**Selected passage:**
* begin *
Query CSV and Parquet files using SQL

These details have not been verified by PyPI

Project links

repository

Project description

filequery

Query CSV and Parquet files using SQL. This uses DuckDB behind the scenes so any valid SQL for DuckDB will work here.

Demo

CLI

out

TUI

filequery_tui

Installation

pipx install filequery

pip install filequery

CLI usage

Run filequery --help to see what options are available.

usage: filequery [-h] [-f FILENAME] [-d FILESDIR] [-q QUERY] [-Q QUERY_FILE] [-o OUT_FILE [OUT_FILE ...]] [-F OUT_FILE_FORMAT] [-D DELIMITER] [-c CONFIG] [-e]

options:
  -h, --help            show this help message and exit
  -f FILENAME, --filename FILENAME
                        path to a CSV, Parquet or JSON file
  -d FILESDIR, --filesdir FILESDIR
                        path to a directory which can contain a combination of CSV, Parquet and JSON files
  -q QUERY, --query QUERY
                        SQL query to execute against file
  -Q QUERY_FILE, --query_file QUERY_FILE
                        path to file with query to execute
  -o OUT_FILE [OUT_FILE ...], --out_file OUT_FILE [OUT_FILE ...]
                        file to write results to instead of printing to standard output
  -F OUT_FILE_FORMAT, --out_file_format OUT_FILE_FORMAT
                        either csv or parquet, defaults to csv
  -D DELIMITER, --delimiter DELIMITER
                        delimiter to use when printing result or writing to CSV file
  -c CONFIG, --config CONFIG
                        path to JSON config file
  -e, --editor          run SQL editor UI for exploring data

For basic usage, provide a path to a CSV or Parquet file and a query to execute against it. The table name will be the file name without the extension.
* end *
**Recorded data:**
* begin *
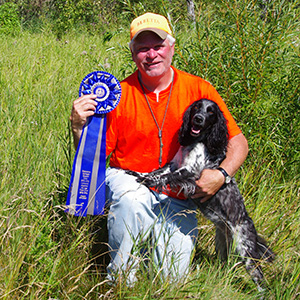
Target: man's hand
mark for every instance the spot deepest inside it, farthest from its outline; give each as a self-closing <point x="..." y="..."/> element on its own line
<point x="82" y="108"/>
<point x="208" y="184"/>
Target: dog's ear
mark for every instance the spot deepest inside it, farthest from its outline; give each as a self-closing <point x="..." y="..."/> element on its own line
<point x="184" y="132"/>
<point x="217" y="137"/>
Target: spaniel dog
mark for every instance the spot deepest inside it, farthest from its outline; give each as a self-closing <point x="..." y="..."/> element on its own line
<point x="203" y="137"/>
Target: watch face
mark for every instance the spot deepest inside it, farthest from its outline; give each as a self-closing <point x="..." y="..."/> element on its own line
<point x="227" y="179"/>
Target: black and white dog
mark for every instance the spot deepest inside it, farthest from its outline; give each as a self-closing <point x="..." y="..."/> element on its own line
<point x="203" y="137"/>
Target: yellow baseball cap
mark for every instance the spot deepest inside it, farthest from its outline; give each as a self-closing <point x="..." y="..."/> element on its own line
<point x="150" y="22"/>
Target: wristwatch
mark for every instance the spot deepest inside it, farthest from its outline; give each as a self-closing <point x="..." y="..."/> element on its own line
<point x="227" y="177"/>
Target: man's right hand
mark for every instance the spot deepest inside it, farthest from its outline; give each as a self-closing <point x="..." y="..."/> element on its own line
<point x="82" y="108"/>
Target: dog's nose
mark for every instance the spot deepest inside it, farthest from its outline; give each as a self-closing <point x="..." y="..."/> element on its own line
<point x="198" y="119"/>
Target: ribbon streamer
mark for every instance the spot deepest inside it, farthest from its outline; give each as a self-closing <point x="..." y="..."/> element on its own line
<point x="86" y="193"/>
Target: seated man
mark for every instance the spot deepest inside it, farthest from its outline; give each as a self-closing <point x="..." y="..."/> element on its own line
<point x="142" y="136"/>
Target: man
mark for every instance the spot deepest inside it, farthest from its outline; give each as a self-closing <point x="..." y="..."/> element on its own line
<point x="142" y="135"/>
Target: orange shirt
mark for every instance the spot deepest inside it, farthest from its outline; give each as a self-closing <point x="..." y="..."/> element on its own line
<point x="132" y="136"/>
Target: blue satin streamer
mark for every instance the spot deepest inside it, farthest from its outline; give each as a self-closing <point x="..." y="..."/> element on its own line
<point x="86" y="193"/>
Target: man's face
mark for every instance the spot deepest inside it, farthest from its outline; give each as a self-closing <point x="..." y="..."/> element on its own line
<point x="152" y="55"/>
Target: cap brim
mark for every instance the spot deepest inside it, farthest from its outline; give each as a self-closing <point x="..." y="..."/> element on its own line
<point x="161" y="33"/>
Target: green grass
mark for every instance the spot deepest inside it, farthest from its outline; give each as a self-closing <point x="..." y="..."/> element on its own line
<point x="45" y="253"/>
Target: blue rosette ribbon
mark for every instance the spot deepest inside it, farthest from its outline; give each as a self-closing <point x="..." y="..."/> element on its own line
<point x="86" y="193"/>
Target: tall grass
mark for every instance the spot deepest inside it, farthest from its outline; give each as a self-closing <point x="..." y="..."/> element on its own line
<point x="253" y="60"/>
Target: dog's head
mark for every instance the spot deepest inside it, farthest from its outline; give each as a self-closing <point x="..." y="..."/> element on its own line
<point x="204" y="122"/>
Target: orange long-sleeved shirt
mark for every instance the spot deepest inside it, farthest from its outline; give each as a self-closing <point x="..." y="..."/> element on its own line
<point x="132" y="136"/>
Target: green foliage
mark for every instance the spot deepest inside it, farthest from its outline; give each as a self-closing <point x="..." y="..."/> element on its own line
<point x="254" y="63"/>
<point x="9" y="19"/>
<point x="249" y="54"/>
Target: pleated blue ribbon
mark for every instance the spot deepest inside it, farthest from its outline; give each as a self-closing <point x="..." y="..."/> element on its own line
<point x="86" y="193"/>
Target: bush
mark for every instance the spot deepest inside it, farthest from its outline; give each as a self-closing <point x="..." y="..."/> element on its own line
<point x="9" y="19"/>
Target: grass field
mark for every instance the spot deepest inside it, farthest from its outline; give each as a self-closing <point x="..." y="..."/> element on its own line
<point x="46" y="254"/>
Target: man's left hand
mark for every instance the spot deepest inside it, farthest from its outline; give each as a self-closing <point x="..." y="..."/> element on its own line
<point x="208" y="184"/>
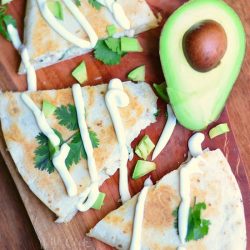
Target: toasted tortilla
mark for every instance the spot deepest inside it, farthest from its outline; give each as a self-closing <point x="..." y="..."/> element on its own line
<point x="20" y="129"/>
<point x="46" y="47"/>
<point x="216" y="186"/>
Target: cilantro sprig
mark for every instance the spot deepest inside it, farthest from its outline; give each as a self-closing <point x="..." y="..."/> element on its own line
<point x="95" y="4"/>
<point x="197" y="227"/>
<point x="5" y="20"/>
<point x="67" y="117"/>
<point x="78" y="2"/>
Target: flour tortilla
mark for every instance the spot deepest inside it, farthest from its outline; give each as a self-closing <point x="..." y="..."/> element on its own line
<point x="216" y="186"/>
<point x="20" y="129"/>
<point x="46" y="47"/>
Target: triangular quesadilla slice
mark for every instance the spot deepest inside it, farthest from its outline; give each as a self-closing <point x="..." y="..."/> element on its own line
<point x="215" y="186"/>
<point x="47" y="47"/>
<point x="29" y="148"/>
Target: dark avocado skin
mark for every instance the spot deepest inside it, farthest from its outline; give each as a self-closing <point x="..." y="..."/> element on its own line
<point x="198" y="91"/>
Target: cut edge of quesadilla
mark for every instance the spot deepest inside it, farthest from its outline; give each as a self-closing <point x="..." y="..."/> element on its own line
<point x="216" y="187"/>
<point x="45" y="52"/>
<point x="20" y="129"/>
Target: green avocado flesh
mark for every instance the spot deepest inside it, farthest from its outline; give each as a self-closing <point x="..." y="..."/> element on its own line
<point x="56" y="9"/>
<point x="142" y="168"/>
<point x="198" y="98"/>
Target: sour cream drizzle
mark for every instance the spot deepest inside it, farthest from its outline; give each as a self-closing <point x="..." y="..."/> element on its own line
<point x="190" y="168"/>
<point x="60" y="157"/>
<point x="117" y="98"/>
<point x="58" y="27"/>
<point x="31" y="73"/>
<point x="92" y="193"/>
<point x="138" y="217"/>
<point x="118" y="13"/>
<point x="166" y="133"/>
<point x="194" y="144"/>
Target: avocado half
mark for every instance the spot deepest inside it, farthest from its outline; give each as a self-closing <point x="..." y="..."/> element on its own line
<point x="198" y="98"/>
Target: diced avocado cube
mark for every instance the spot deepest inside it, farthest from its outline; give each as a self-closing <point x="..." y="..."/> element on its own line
<point x="5" y="1"/>
<point x="111" y="29"/>
<point x="144" y="147"/>
<point x="219" y="130"/>
<point x="48" y="108"/>
<point x="56" y="8"/>
<point x="99" y="202"/>
<point x="161" y="90"/>
<point x="80" y="73"/>
<point x="142" y="168"/>
<point x="130" y="44"/>
<point x="138" y="74"/>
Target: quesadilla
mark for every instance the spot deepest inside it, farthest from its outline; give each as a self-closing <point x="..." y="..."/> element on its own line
<point x="47" y="47"/>
<point x="215" y="186"/>
<point x="29" y="148"/>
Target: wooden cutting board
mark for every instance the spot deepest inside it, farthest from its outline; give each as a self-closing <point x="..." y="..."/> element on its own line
<point x="72" y="235"/>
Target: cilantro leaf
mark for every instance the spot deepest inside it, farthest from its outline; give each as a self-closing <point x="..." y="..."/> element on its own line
<point x="77" y="150"/>
<point x="5" y="20"/>
<point x="67" y="116"/>
<point x="197" y="227"/>
<point x="105" y="54"/>
<point x="95" y="4"/>
<point x="43" y="153"/>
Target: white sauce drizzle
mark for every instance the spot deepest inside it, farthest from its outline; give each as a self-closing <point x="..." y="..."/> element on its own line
<point x="138" y="217"/>
<point x="58" y="27"/>
<point x="60" y="157"/>
<point x="194" y="144"/>
<point x="116" y="97"/>
<point x="91" y="194"/>
<point x="166" y="133"/>
<point x="118" y="13"/>
<point x="59" y="163"/>
<point x="185" y="172"/>
<point x="31" y="73"/>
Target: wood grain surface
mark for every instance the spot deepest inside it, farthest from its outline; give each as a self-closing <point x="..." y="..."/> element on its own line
<point x="16" y="231"/>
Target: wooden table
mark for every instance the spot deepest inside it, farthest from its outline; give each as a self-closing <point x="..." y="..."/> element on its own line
<point x="16" y="231"/>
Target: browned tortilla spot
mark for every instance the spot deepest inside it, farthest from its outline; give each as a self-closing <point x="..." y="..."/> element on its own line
<point x="130" y="113"/>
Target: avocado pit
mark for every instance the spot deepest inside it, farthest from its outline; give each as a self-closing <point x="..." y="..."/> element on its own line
<point x="204" y="45"/>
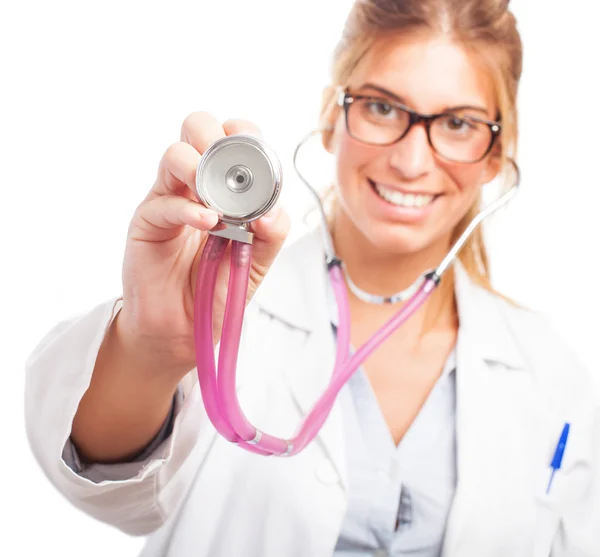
* end *
**What to work on:**
In the filequery description, rewrite the paragraph beginning "For basic usage" as a short bulleted list that keeps its main facts. The records have no role in this exercise.

**Answer in full:**
- Give a path to a CSV or Parquet file.
- Give a query to run against that file.
- The table name is the file name without its extension.